(PAGE EXCERPT begins)
2. Advise all patients to have annual eye examinations (more frequent examinations may be required).
3. Promptly treat severe or proliferative DR with pan-retinal photocoagulation (PRP)
4. In patients with retinal vein occlusion, carry out slit lamp examination and gonioscopy to monitor the anterior segment closely (monthly if ischaemic). Look out for iris or anterior chamber angle neovascularisation during the first 3–6 months.
5. If regular anti-VEGF intravitreal injections are used to treat DR or retinal vein occlusion, monitor the patient’s eye closely for 3–6 months after treatment is stopped.
6. Monitor the severity of DR closely after cataract surgery, particularly if there was a posterior capsule rupture during surgery.
When examining a patient with, or suspected to have, neovascular glaucoma, ask yourself the following questions.
Is the diagnosis neovascular glaucoma, or another type of secondary glaucoma? What is the the underlying disease that caused the neovascular glaucoma? The cause is often DR or retinal vein occlusion, but also rule out atypical causes. How high is the IOP? It can be considered severe when the patient develops signs or symptoms of very high IOP (corneal oedema, ocular pain, or headaches). Is the angle opened or closed? See article on gonioscopy within this issue of the journal. What is the visual potential? It can be roughly estimated based on the severity of the macular damage caused by the underlying disease and the damage to the optic nerve caused by glaucoma. What is the life expectancy of the patient? Is the patient in pain or comfortable? Are there underlying systemic diseases that require an urgent referral, such as renal failure or cancer?
Involve the other health care providers who are required to treat the patient (primary care doctor, nephrologist, cardiologist, neurologist, or nutritionist). Advise patients and carers to avoid the overuse of non-steroidal anti-inflammatories (NSAIDs) for pain relief due to the risk of gastrointestinal bleeding.
Treatment is challenging and requires close collaboration between different health professionals. Treatment will often involve a combination of medical treatment as well as laser or surgical treatment (see Table 1).
When the angle is still open, early treatment with pan-retinal photocoagulation and intravitreal anti-VEGF may cause regression of the neovascularisation and a return of IOP to normal. On the contrary, when the angle is closed 360 degrees (zipped), almost all patients will require surgery as their natural outflow cannot be improved. Clinicians should be aware that an intravitreal injection may itself increase the eye pressure. Abrupt reduction of IOP with a paracentesis is not advisable, due to the risk of hyphaema, vitreous haemorrhage, or decompression retinopathy.
Medical treatment should include steroid, cycloplegic, and IOP-lowering eye drops. Acetazolamide is useful, but it should be prescribed carefully because many patients have renal failure and will be on multiple medications. It should also be avoided in patients with sickle cell disease.
(PAGE EXCERPT ends)
(INFORMATION SUPPLIED begins)
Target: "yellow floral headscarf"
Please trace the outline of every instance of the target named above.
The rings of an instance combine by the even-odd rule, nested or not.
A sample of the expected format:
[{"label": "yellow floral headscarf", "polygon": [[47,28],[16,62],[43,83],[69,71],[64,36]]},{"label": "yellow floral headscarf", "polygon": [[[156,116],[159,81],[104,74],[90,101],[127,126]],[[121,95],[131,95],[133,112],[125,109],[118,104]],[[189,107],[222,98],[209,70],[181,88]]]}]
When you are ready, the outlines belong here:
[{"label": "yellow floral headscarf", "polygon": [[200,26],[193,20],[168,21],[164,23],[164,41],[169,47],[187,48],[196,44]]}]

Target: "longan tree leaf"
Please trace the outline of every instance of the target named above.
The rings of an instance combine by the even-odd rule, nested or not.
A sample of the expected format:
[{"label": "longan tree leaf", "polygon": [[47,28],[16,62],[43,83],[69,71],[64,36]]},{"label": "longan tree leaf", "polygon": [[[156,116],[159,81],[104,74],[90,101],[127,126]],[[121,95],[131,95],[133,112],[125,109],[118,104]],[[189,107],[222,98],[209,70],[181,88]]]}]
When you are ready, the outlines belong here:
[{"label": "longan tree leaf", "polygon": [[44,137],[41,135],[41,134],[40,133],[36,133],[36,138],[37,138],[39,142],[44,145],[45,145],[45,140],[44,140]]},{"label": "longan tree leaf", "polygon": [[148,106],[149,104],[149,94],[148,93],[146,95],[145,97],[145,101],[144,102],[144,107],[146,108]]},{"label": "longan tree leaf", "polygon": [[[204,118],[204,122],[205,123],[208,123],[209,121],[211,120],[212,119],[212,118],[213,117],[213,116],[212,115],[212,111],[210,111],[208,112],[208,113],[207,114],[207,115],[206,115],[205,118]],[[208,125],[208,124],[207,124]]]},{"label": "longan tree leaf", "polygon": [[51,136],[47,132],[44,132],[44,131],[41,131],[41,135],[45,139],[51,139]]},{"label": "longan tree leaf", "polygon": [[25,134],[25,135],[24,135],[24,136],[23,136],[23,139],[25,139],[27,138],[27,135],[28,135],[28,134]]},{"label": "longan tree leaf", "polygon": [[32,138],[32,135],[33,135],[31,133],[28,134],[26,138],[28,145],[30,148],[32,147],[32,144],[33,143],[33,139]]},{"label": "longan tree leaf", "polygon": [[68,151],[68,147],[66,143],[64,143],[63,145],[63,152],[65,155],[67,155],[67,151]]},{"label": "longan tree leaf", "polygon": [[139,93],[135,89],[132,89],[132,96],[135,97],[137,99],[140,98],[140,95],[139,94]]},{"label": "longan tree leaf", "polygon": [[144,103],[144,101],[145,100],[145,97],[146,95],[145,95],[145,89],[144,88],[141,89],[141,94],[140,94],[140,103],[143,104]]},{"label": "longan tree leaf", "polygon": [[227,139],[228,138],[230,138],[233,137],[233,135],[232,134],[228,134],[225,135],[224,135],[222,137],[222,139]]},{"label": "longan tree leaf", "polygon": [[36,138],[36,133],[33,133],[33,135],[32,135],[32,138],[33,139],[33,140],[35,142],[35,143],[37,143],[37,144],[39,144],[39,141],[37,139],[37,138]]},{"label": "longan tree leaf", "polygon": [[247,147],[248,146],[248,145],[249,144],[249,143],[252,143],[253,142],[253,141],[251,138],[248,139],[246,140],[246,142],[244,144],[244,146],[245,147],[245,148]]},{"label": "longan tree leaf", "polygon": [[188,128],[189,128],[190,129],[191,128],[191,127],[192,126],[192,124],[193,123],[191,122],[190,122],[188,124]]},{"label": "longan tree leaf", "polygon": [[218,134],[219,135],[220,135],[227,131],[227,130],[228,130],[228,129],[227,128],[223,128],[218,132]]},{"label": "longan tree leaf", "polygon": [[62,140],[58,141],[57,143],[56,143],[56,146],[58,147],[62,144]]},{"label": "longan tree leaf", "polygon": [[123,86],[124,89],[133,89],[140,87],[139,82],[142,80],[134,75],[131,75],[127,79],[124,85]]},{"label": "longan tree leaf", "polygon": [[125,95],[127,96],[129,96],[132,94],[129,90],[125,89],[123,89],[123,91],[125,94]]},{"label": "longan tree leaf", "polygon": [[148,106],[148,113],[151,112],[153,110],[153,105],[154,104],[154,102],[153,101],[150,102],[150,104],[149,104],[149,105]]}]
(INFORMATION SUPPLIED ends)
#### YOUR GOAL:
Copy word for word the part of the neovascular glaucoma excerpt above starting with "4. In patients" and going on through "the following questions.".

#### OUTPUT OF THE EXERCISE:
4. In patients with retinal vein occlusion, carry out slit lamp examination and gonioscopy to monitor the anterior segment closely (monthly if ischaemic). Look out for iris or anterior chamber angle neovascularisation during the first 3–6 months.
5. If regular anti-VEGF intravitreal injections are used to treat DR or retinal vein occlusion, monitor the patient’s eye closely for 3–6 months after treatment is stopped.
6. Monitor the severity of DR closely after cataract surgery, particularly if there was a posterior capsule rupture during surgery.
When examining a patient with, or suspected to have, neovascular glaucoma, ask yourself the following questions.